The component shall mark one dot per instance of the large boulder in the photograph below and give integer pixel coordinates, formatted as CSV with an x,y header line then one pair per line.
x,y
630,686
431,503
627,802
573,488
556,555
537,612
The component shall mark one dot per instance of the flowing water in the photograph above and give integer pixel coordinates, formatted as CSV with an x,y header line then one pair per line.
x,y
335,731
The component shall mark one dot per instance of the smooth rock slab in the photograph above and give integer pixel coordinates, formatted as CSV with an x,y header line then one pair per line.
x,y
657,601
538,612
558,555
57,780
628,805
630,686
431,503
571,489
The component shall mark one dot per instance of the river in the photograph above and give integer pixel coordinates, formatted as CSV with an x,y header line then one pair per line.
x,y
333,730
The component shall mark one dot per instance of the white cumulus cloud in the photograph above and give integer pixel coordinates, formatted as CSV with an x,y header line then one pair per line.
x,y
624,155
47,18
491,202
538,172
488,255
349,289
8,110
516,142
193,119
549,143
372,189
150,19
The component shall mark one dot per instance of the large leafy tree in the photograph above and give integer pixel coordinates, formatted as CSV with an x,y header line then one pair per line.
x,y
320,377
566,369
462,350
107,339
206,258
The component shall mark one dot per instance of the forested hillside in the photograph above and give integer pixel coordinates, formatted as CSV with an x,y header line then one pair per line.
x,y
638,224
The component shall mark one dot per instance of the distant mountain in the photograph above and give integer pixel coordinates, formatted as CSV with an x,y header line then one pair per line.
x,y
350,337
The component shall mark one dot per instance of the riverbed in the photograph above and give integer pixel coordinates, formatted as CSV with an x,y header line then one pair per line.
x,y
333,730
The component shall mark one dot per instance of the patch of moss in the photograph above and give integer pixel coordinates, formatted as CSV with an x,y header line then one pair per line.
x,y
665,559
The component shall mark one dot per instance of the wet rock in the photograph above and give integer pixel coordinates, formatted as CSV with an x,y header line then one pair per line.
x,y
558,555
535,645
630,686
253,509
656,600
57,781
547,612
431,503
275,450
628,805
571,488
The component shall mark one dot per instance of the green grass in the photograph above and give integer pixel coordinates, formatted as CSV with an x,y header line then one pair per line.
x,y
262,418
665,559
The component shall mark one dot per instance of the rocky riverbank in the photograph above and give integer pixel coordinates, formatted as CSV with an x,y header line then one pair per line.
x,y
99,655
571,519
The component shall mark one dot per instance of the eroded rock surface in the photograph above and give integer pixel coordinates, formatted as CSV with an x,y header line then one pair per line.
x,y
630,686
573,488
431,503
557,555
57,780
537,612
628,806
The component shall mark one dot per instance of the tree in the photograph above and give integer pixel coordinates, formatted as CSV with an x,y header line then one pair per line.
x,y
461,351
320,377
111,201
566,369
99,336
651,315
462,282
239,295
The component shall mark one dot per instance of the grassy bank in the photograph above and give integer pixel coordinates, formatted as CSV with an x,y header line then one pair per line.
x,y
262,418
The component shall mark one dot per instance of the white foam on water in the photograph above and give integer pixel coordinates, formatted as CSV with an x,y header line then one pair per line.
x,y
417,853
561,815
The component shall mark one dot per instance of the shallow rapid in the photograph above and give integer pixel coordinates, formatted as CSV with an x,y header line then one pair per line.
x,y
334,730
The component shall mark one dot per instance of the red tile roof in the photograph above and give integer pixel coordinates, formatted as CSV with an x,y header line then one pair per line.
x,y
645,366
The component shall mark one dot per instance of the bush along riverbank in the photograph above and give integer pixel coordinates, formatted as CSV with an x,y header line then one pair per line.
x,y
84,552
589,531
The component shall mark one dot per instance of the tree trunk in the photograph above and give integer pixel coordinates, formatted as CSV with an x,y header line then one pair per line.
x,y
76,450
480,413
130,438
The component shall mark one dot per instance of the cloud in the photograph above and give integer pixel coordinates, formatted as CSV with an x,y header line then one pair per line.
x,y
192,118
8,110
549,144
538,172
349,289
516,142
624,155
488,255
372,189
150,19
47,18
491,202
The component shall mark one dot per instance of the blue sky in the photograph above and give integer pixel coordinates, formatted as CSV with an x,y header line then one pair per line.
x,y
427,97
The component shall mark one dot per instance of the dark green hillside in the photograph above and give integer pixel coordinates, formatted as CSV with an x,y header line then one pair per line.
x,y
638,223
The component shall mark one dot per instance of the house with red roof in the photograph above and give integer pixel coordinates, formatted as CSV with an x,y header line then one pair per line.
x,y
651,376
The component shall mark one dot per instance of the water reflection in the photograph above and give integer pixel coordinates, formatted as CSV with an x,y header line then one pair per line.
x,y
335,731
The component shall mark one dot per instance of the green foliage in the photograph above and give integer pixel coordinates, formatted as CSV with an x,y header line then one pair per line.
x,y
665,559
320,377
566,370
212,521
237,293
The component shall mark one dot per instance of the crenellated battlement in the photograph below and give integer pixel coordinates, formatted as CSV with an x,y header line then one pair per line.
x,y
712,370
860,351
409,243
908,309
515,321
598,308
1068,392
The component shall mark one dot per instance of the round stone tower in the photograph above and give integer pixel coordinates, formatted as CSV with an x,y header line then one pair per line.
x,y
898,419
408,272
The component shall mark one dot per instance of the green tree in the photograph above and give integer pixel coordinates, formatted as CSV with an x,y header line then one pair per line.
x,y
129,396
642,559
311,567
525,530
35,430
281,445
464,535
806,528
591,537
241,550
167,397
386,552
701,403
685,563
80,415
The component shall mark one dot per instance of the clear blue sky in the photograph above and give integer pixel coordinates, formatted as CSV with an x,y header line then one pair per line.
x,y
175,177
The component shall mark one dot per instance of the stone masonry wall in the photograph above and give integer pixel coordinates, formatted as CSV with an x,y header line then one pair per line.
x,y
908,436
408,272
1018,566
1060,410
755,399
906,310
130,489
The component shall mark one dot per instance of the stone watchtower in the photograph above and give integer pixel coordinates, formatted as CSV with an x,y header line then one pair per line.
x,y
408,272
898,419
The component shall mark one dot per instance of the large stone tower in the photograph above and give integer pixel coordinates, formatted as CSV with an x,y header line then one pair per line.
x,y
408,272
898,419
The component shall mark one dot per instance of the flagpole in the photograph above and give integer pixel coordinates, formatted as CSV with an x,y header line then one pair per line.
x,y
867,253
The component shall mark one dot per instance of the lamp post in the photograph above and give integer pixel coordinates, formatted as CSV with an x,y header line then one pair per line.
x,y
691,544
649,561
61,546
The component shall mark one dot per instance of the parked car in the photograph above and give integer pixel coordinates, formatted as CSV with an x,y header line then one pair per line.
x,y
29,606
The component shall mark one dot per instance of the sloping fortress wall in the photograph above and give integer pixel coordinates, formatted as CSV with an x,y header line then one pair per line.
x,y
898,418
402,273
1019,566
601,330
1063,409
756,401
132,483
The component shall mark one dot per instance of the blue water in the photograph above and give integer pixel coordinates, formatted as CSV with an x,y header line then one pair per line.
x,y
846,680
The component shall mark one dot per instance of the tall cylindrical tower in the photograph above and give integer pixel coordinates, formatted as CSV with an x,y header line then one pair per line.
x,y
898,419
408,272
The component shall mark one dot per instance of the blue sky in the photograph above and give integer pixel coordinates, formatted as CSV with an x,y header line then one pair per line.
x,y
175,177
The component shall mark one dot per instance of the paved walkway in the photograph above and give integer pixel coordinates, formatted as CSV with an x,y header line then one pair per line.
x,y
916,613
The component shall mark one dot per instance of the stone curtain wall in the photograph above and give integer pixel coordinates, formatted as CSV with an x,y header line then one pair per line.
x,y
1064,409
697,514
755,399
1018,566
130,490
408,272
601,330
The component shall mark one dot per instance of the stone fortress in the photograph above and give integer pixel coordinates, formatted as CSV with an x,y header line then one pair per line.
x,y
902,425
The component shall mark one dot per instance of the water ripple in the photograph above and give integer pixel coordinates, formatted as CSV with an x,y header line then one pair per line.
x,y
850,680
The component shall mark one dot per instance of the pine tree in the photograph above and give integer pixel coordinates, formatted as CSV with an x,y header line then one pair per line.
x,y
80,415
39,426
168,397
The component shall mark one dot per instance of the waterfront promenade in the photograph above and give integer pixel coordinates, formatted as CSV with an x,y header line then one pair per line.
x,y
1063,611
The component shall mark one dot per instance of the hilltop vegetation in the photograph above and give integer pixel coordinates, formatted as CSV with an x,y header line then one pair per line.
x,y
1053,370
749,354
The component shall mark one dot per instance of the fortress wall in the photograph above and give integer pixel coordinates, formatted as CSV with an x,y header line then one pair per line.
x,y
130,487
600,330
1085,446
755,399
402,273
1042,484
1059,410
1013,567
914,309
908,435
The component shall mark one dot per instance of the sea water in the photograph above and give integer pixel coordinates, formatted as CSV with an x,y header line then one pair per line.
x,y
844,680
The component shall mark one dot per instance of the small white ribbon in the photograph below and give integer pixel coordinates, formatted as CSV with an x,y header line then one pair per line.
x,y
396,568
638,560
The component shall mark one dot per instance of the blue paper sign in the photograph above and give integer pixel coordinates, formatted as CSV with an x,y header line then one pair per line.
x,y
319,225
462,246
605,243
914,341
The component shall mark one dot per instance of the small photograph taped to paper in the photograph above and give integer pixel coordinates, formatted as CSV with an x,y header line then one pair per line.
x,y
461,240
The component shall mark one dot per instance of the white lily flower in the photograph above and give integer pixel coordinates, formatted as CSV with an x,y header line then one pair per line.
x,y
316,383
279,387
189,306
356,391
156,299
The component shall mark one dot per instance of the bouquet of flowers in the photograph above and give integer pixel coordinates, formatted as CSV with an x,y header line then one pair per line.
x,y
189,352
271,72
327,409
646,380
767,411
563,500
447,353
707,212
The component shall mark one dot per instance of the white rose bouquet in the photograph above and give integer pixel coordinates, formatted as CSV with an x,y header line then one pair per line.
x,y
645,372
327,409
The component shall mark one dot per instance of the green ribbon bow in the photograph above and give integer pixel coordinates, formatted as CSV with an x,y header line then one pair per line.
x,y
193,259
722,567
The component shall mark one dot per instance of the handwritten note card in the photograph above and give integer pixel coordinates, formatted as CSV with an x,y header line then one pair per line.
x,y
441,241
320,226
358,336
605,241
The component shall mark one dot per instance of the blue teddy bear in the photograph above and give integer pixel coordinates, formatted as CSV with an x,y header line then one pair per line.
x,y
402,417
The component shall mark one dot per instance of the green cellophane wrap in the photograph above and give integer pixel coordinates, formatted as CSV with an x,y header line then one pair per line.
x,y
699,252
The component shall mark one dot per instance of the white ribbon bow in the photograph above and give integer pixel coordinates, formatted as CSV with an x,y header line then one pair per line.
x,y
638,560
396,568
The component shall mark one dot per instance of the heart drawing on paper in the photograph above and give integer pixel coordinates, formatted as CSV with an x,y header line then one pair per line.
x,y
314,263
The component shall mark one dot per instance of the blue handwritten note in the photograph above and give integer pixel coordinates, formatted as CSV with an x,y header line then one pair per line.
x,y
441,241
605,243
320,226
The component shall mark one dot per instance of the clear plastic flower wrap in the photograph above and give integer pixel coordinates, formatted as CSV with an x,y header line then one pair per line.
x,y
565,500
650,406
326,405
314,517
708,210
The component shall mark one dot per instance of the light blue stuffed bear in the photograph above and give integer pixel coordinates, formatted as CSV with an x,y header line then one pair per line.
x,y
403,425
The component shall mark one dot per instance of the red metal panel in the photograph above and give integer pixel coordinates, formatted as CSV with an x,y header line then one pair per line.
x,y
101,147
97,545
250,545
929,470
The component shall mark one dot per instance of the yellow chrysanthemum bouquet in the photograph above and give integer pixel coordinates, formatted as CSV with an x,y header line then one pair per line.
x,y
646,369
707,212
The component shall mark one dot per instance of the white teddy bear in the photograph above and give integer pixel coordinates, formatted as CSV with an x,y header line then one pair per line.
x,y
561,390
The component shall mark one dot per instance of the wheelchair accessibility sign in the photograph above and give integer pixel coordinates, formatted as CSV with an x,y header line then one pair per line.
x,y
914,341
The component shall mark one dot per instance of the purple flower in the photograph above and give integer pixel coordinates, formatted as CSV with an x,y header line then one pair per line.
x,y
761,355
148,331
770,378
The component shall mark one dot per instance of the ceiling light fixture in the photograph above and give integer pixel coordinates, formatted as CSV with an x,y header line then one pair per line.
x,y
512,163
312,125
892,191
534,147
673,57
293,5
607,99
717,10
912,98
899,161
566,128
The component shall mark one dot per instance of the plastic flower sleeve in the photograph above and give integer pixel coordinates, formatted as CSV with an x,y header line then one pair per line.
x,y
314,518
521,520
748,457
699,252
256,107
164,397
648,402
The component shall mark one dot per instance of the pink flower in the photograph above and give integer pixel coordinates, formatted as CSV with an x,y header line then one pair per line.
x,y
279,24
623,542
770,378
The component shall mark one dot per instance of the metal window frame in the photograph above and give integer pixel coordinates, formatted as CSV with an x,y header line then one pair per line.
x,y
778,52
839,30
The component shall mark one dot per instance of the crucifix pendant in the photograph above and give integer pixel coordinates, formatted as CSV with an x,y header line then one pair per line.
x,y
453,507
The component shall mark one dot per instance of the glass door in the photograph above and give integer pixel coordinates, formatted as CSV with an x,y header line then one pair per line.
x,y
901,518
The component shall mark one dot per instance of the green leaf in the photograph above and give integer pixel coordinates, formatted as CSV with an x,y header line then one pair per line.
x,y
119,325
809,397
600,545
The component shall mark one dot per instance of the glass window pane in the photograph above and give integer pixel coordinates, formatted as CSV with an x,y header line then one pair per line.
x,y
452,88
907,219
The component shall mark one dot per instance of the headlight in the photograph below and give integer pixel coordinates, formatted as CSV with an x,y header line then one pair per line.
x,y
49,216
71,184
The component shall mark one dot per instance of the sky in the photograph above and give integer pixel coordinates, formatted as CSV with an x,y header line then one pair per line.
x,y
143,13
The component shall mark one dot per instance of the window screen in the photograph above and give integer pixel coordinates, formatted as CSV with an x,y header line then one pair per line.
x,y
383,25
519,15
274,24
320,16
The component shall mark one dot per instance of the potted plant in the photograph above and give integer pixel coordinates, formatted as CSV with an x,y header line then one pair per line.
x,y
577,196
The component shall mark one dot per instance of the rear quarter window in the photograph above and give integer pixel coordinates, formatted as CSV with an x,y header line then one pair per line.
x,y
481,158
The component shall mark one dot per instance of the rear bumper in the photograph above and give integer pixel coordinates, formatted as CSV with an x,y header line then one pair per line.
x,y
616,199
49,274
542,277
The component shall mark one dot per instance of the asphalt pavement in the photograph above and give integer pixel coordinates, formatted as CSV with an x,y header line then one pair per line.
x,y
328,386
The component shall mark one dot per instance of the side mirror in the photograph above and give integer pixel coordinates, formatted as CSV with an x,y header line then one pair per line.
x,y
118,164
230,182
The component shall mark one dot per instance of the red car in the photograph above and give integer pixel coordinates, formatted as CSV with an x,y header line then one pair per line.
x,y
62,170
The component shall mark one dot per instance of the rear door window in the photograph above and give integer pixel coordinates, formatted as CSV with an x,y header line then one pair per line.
________________________
__WHAT THE TASK ASKS__. Only the lines from the one containing "the rear bumper" to the end of the data should be printed, exactly as they stand.

__SOLVED EXERCISE__.
The component shall mark one dot per instance of the rear bumper in the photograph above and give integer pixel coordinates, formatted as CSV with an x,y header line then one pair per line.
x,y
616,199
49,274
542,277
The component shall mark one dot per instance of the asphalt pavement in the photograph above and give integer pixel coordinates, formatted as CSV with an x,y header line then one pair per line.
x,y
328,386
The component shall mark one dot per instance of the side mirror in the photograph above and give integer pixel coordinates, formatted as CSV with an x,y header line then one pair per line.
x,y
118,164
230,182
The component shall mark one dot per instance of the red car in the photograph above and give integer pixel coordinates, formatted as CSV with an x,y header line then one pair per line.
x,y
62,170
The component shall mark one dot per instance of the rear door window in the photograph above and give integer pixel coordinates, formatted as CSV with an x,y header line then one pair per line.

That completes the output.